**PROBLEM TO WORK ON**
Show each line below that contains the word "windshield", copying every matching line in full. Case counts when matching.

Excerpts from a location annotation dataset
***

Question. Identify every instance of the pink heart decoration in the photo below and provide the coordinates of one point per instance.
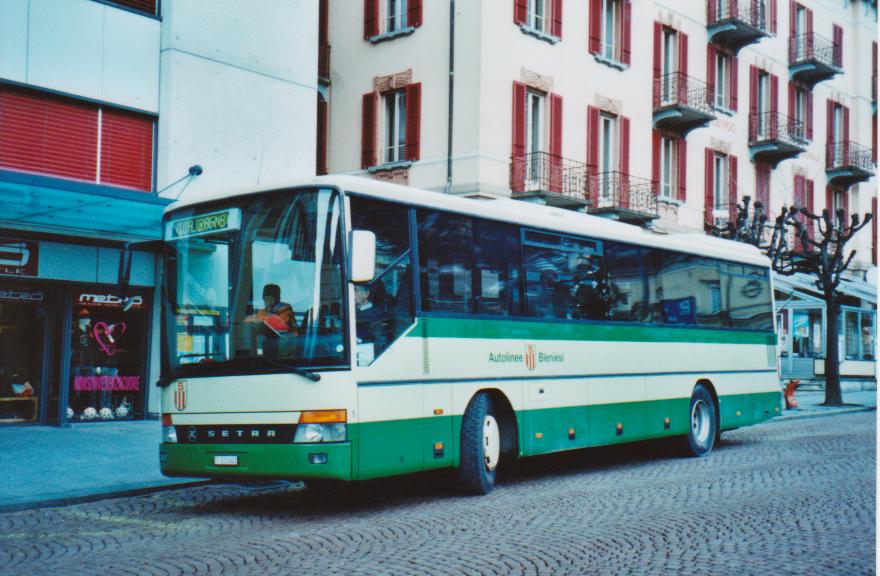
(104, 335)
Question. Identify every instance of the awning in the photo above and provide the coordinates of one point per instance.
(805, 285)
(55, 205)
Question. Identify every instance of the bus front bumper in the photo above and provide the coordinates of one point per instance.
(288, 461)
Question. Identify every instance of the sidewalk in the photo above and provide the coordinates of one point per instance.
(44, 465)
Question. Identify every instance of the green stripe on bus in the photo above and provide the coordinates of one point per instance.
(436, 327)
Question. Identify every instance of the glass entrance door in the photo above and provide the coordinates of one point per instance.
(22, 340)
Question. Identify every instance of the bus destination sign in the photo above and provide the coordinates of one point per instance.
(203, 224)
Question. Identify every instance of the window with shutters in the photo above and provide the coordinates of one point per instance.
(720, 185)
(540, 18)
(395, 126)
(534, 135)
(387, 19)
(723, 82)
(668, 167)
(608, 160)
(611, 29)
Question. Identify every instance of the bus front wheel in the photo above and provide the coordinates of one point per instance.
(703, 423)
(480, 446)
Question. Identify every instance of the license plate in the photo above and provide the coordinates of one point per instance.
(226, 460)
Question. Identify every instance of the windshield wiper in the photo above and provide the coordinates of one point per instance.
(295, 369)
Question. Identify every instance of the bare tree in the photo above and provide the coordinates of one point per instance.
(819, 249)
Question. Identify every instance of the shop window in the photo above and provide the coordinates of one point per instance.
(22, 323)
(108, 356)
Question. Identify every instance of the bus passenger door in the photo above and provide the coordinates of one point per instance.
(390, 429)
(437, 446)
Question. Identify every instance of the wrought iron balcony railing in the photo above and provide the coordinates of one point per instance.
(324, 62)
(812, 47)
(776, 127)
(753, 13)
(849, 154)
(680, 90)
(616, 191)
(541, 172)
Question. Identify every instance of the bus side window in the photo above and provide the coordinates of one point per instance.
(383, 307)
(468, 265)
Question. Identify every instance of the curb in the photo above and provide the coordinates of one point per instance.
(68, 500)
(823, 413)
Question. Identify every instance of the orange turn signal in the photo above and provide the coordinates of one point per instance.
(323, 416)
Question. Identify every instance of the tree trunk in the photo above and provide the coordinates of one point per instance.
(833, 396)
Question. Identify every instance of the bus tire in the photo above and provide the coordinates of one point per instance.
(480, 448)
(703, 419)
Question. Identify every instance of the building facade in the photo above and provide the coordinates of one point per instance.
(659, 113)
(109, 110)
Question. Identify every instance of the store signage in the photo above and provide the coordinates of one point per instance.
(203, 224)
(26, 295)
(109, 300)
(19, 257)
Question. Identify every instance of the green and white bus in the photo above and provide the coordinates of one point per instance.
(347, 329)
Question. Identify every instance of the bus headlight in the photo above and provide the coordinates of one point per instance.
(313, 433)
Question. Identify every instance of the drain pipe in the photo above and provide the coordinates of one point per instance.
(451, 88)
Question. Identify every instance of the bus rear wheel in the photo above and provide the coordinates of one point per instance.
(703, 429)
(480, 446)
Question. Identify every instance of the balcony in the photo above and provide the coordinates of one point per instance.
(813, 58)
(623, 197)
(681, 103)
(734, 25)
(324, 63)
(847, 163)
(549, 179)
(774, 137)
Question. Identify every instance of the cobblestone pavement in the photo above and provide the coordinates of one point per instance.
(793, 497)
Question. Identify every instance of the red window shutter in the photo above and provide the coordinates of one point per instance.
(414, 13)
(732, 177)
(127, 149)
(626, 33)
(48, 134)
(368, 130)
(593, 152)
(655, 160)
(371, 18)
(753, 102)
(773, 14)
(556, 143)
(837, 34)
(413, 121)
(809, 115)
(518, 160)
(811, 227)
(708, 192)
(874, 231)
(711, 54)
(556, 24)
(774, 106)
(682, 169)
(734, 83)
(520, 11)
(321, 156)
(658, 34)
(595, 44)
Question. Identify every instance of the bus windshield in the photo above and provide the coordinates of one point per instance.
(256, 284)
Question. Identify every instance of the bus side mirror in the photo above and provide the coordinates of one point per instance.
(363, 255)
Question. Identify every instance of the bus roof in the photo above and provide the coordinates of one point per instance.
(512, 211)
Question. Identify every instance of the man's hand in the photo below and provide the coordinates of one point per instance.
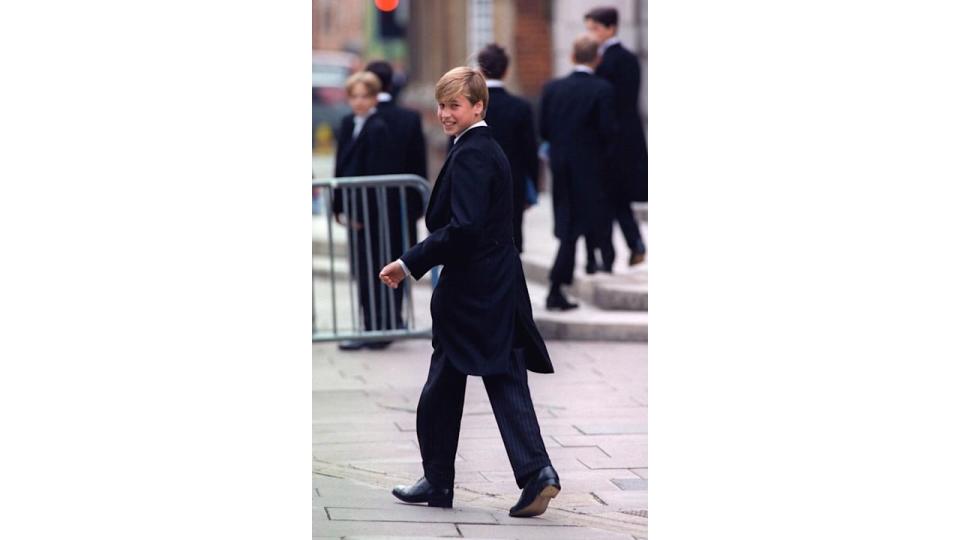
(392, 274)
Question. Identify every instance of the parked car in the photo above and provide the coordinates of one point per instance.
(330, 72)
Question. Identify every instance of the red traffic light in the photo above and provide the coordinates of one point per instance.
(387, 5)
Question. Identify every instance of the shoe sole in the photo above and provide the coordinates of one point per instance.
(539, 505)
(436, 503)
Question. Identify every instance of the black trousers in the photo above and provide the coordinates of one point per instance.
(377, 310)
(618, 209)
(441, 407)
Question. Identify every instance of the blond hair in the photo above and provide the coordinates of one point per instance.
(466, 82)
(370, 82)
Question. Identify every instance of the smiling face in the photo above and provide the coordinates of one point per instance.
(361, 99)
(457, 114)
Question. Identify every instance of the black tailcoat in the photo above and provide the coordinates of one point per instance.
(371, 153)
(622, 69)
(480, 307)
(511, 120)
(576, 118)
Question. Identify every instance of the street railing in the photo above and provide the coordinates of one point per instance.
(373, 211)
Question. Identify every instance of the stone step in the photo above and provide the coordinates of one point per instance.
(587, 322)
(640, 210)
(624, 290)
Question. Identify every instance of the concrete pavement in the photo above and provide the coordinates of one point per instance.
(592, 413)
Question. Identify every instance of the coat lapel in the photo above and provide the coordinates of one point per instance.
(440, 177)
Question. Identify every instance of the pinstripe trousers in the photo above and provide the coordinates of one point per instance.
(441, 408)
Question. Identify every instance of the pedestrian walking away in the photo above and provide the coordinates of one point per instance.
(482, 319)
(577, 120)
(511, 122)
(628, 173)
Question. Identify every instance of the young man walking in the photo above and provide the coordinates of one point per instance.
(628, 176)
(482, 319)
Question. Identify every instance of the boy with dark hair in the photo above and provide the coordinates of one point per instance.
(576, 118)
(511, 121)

***

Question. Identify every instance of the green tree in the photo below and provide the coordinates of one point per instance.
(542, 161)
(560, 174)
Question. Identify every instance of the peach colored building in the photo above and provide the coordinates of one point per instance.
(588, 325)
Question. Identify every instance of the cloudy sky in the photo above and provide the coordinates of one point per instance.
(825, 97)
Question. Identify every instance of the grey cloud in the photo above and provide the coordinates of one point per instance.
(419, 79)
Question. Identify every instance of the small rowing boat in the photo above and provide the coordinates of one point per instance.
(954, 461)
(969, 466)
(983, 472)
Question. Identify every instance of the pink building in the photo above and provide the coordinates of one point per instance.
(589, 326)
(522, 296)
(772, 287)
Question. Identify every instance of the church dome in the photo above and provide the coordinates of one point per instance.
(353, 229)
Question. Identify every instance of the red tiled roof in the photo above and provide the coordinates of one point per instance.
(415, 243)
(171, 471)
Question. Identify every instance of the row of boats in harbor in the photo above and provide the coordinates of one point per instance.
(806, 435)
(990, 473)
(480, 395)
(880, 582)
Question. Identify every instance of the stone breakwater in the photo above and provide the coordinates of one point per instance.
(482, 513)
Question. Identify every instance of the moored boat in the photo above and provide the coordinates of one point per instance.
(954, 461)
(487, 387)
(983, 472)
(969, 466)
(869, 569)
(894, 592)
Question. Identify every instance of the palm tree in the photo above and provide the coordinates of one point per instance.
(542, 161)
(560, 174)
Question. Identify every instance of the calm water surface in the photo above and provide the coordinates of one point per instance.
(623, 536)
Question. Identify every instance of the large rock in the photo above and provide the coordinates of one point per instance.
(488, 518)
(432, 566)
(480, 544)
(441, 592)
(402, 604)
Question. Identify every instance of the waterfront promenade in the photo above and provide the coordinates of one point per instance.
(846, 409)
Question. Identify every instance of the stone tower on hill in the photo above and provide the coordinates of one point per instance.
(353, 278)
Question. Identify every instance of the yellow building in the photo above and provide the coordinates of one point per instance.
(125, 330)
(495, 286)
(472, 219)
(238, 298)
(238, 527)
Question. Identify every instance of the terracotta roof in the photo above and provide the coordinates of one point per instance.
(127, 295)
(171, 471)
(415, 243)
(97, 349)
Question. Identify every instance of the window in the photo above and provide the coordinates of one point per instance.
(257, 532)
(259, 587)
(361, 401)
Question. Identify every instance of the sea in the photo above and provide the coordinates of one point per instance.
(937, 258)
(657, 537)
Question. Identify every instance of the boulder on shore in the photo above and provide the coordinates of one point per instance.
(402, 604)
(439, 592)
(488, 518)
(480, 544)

***

**REPLY**
Question. Identify every instance of the windshield wiper in the photo above and provide the coordinates of one point per instance.
Question. Identify every instance of the bus windshield in the photo above and provide the coordinates of one point per instance.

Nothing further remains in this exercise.